### TASKS TO CARRY OUT
1. Reproduce the forum post about XML parsing with findall word for word, beginning at the words "xmlFile = xmlFileName.format(storefront)" and stopping after "root = tree.getroot()".
2. Pull out each line of the listing that contains the string "blue", and copy those lines unchanged.

### EXCERPTED TEXT
☆ ☆ ☆ ☆ ☆

3

I am trying to use findall to select on some xml elements, but i can't get any results.

import xml.etree.ElementTree as ET
import sys

storefront = sys.argv[1]

xmlFileName = 'promotions{0}.xml'

xmlFile = xmlFileName.format(storefront)

csvFileName = 'hrz{0}.csv'
csvFile = csvFileName.format(storefront)
ET.register_namespace('', "http://www.demandware.com/xml/impex/promotion/2008-01-31")
tree = ET.parse(xmlFile)

root = tree.getroot()
print('------------------Generate test-------------\n')



csv = open(csvFile,'w')
n = 0
for child in root.findall('campaign'):
    print(child.attrib['campaign-id'])
    print(n)

☆ ☆ ☆ ☆ ☆

### EXTRACTED MATERIAL
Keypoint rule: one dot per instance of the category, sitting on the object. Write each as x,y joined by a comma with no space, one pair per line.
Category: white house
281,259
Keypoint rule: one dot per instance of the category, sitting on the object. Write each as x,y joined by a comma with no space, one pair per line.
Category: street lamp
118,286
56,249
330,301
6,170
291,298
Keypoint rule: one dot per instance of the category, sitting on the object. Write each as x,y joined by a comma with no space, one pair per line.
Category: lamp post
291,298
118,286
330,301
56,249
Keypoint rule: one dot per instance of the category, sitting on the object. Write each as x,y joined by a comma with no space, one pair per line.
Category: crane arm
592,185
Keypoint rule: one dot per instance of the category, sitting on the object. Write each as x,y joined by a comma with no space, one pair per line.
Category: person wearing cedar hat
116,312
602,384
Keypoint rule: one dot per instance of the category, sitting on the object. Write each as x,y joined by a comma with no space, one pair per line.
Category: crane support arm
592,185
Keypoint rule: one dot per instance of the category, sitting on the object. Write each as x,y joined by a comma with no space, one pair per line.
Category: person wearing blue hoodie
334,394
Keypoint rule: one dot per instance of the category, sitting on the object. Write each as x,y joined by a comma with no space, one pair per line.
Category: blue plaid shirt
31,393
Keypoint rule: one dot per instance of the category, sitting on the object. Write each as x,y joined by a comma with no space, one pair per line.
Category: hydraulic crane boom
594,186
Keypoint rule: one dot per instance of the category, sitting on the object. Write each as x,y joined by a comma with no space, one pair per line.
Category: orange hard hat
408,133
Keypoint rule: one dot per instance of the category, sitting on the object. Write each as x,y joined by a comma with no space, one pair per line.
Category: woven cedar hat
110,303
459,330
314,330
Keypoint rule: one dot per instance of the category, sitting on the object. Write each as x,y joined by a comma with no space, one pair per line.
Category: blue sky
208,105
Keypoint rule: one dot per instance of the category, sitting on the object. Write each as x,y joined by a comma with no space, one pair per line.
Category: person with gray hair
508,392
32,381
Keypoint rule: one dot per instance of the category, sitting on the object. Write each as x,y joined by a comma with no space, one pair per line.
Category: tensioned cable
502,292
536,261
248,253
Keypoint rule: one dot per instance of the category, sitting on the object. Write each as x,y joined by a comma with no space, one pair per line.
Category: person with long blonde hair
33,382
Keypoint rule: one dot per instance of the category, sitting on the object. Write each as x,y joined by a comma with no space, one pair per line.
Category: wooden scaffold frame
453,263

☆ ☆ ☆ ☆ ☆

### SOLUTIONS FOR EACH TASK
1.
xmlFile = xmlFileName.format(storefront)

csvFileName = 'hrz{0}.csv'
csvFile = csvFileName.format(storefront)
ET.register_namespace('', "http://www.demandware.com/xml/impex/promotion/2008-01-31")
tree = ET.parse(xmlFile)

root = tree.getroot()

2.
Category: person wearing blue hoodie
Category: blue plaid shirt
Category: blue sky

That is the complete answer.